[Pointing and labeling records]
⟨

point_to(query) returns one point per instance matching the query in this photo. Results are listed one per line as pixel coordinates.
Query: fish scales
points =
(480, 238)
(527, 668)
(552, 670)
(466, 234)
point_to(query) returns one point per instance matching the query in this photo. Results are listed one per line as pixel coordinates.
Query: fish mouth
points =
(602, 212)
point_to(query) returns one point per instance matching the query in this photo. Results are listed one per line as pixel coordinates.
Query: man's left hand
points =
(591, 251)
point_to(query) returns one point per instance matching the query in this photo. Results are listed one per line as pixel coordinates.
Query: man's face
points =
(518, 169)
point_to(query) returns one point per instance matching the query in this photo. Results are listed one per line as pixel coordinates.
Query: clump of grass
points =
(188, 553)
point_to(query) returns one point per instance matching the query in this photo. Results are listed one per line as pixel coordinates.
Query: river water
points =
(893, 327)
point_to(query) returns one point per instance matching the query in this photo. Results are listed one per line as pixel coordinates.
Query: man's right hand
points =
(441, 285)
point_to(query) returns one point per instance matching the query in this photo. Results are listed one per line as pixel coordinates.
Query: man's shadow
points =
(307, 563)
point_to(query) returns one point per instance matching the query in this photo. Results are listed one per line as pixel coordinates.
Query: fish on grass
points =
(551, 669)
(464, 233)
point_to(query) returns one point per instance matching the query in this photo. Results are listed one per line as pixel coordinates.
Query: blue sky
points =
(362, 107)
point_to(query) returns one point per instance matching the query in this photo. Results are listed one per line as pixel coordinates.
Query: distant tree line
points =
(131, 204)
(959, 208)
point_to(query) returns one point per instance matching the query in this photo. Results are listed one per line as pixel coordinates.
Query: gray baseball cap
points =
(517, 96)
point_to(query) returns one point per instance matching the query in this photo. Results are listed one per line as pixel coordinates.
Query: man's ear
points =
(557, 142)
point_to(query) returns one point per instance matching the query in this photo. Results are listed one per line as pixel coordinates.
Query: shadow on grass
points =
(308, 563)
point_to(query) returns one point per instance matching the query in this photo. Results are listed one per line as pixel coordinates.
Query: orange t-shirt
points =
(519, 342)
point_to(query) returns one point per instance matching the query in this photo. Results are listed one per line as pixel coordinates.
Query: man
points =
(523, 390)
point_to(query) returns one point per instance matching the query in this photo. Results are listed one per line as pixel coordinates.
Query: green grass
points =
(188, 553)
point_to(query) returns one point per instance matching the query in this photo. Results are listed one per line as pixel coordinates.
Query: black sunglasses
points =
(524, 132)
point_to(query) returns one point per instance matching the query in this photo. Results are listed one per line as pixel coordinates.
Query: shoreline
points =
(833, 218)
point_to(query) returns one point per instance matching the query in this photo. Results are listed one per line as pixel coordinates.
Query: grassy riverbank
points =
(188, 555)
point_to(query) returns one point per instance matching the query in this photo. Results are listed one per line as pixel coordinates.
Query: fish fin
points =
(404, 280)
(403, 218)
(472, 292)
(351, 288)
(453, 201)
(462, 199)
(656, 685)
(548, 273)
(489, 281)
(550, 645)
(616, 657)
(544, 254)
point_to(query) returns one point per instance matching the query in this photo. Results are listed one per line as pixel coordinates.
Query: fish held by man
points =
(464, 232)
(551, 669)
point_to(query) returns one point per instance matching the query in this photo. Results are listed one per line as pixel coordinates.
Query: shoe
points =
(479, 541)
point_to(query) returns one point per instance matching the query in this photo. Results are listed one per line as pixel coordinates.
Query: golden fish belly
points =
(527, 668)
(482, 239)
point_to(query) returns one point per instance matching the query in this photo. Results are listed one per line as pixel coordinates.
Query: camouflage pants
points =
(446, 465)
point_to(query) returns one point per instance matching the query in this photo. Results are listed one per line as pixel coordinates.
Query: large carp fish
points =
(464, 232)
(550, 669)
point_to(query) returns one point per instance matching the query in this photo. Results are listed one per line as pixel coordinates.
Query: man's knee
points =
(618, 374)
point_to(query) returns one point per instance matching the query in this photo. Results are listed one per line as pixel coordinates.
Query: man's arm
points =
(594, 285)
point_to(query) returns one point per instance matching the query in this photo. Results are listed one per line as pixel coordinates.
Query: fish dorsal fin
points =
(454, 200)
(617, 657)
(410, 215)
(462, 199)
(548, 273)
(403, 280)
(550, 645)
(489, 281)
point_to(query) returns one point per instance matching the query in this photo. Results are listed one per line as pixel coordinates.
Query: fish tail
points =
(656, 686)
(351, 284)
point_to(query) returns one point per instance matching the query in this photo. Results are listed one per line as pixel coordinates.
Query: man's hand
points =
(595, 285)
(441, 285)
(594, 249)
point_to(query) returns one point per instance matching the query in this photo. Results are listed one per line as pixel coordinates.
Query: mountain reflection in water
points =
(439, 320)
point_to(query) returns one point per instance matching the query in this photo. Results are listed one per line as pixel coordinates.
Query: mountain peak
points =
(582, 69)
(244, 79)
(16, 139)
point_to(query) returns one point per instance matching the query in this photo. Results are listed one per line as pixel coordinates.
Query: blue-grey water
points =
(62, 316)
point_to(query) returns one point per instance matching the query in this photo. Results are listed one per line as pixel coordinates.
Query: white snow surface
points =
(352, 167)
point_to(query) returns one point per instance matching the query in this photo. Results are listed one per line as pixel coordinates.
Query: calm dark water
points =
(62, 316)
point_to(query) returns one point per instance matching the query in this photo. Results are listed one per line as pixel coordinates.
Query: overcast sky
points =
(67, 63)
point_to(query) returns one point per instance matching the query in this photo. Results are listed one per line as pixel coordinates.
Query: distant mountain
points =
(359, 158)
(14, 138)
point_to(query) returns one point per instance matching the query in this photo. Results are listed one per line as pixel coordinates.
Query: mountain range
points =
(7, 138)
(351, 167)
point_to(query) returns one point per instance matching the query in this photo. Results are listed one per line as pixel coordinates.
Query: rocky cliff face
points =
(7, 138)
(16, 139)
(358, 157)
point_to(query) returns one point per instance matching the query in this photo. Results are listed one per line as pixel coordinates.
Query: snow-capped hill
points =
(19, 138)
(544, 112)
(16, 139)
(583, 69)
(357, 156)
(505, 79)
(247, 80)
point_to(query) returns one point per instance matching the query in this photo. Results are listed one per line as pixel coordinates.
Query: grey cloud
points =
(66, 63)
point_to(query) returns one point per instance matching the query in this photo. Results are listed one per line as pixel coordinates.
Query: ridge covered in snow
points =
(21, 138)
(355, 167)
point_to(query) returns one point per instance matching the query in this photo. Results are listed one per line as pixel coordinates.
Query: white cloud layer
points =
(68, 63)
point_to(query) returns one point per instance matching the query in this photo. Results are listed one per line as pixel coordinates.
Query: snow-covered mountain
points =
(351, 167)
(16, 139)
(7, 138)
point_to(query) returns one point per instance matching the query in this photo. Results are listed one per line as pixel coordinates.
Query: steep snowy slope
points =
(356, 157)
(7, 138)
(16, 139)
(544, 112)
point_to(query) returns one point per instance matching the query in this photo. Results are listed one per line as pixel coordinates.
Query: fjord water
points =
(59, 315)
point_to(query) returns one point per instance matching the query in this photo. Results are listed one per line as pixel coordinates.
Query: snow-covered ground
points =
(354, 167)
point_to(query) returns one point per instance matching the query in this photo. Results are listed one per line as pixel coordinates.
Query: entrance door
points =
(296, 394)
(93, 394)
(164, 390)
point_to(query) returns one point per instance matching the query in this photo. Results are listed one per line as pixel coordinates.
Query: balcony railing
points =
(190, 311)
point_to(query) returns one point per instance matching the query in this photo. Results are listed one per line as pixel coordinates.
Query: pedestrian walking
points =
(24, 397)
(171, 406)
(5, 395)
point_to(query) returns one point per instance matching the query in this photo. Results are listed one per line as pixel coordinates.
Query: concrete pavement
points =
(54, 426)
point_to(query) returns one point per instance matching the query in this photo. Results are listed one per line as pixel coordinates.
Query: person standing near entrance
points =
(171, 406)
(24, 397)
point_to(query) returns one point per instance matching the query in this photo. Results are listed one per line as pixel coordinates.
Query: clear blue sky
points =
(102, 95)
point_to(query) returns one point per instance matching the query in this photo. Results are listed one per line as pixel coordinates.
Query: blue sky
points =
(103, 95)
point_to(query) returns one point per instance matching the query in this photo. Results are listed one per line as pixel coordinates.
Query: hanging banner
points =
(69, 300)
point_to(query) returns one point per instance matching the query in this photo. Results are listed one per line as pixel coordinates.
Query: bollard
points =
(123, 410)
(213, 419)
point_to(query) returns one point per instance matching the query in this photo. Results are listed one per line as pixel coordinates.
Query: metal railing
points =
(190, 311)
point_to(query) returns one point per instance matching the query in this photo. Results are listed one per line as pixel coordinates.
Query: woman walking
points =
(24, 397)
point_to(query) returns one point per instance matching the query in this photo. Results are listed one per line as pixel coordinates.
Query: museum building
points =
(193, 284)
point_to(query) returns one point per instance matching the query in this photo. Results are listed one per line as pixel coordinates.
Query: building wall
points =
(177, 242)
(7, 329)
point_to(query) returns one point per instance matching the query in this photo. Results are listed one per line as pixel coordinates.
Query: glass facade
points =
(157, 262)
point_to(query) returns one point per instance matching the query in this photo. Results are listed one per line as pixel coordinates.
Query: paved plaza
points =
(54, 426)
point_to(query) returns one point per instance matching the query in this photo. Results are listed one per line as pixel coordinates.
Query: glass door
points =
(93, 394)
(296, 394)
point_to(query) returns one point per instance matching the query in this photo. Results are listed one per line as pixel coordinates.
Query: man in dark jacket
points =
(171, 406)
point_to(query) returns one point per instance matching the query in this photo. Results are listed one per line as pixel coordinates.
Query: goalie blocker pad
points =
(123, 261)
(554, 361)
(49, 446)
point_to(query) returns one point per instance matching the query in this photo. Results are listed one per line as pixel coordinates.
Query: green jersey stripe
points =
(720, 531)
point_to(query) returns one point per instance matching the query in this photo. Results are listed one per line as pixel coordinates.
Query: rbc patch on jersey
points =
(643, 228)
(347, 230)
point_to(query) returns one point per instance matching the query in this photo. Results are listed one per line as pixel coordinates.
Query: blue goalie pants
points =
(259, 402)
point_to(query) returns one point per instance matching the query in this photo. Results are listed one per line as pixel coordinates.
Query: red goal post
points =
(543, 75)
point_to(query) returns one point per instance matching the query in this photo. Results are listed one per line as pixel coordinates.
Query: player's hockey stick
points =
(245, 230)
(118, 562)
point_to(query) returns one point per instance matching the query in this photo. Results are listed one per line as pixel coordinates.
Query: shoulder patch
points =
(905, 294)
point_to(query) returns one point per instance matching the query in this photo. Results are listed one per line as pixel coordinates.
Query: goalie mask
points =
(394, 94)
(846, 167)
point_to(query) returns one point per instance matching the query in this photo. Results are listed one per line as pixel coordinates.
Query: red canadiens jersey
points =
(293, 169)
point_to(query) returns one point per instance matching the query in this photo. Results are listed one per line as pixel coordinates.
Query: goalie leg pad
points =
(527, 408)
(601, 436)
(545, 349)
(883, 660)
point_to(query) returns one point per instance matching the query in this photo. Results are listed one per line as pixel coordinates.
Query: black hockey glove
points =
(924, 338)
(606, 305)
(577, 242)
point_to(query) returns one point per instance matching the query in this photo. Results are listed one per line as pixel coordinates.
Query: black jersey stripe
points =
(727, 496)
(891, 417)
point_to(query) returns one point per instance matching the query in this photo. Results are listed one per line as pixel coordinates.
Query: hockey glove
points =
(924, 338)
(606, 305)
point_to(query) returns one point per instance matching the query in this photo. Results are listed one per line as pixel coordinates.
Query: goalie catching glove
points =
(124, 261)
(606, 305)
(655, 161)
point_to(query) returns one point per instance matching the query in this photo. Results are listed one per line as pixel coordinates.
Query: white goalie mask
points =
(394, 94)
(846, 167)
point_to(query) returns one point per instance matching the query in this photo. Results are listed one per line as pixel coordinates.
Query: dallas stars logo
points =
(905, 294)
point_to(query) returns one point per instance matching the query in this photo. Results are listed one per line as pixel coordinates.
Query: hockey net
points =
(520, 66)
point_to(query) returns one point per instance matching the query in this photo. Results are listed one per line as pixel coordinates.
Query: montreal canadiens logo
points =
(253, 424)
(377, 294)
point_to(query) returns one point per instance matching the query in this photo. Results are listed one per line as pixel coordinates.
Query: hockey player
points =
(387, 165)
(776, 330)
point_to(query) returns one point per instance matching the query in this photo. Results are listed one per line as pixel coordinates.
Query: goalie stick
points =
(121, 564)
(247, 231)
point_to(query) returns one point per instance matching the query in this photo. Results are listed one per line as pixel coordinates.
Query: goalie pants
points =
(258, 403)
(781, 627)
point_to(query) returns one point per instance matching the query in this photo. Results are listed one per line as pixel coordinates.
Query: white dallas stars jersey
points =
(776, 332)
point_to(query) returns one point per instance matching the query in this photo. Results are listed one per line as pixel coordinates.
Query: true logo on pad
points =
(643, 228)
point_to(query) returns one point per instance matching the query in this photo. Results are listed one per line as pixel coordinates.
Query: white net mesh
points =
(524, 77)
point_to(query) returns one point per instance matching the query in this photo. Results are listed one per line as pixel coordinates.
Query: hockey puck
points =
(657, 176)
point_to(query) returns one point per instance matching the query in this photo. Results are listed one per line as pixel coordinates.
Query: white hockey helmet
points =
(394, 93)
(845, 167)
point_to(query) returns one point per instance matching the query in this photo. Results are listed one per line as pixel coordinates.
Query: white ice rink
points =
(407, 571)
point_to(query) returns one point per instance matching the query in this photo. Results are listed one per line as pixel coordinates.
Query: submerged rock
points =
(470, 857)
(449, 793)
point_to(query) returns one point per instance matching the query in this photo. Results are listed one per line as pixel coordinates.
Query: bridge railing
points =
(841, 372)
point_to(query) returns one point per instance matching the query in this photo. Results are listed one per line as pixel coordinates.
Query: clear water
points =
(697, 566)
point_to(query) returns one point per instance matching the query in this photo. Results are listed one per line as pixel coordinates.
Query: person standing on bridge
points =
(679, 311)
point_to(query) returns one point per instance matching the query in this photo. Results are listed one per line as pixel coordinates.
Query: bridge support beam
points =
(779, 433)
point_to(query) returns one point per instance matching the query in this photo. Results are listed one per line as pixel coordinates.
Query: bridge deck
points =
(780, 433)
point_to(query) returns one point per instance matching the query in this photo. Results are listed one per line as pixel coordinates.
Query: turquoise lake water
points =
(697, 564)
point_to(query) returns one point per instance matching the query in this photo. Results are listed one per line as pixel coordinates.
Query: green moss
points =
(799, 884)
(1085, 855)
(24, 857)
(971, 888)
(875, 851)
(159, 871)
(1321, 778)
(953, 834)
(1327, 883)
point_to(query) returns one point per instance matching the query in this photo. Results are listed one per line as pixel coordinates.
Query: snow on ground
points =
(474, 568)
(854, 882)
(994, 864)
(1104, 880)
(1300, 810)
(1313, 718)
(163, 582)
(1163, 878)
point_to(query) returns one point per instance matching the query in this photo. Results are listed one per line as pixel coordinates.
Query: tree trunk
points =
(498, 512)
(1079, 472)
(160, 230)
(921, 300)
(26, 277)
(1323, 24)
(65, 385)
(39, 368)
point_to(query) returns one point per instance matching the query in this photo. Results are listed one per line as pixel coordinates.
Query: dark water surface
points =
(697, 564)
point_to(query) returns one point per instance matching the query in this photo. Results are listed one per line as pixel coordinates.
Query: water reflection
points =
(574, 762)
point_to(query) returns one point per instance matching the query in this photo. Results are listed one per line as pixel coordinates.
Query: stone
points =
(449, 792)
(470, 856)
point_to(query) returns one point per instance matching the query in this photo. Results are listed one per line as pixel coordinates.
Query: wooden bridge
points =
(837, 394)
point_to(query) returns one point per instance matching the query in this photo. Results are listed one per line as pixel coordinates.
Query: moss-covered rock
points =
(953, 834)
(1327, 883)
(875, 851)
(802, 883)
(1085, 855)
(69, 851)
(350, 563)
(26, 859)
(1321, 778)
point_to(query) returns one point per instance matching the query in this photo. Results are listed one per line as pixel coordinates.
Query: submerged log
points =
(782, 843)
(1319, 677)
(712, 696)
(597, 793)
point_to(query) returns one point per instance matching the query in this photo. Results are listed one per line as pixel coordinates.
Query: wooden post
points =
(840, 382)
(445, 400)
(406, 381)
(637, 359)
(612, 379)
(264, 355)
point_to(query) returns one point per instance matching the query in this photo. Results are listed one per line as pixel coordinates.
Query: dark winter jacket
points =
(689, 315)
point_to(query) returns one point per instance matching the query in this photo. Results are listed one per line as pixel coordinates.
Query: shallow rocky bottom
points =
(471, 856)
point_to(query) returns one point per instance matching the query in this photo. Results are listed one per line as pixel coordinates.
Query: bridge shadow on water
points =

⟩

TASK INSTRUCTIONS: Show every line of the records above that contains the word "jacket".

SOLUTION TO THIS EXERCISE:
Query: man in dark jacket
Query: dark winter jacket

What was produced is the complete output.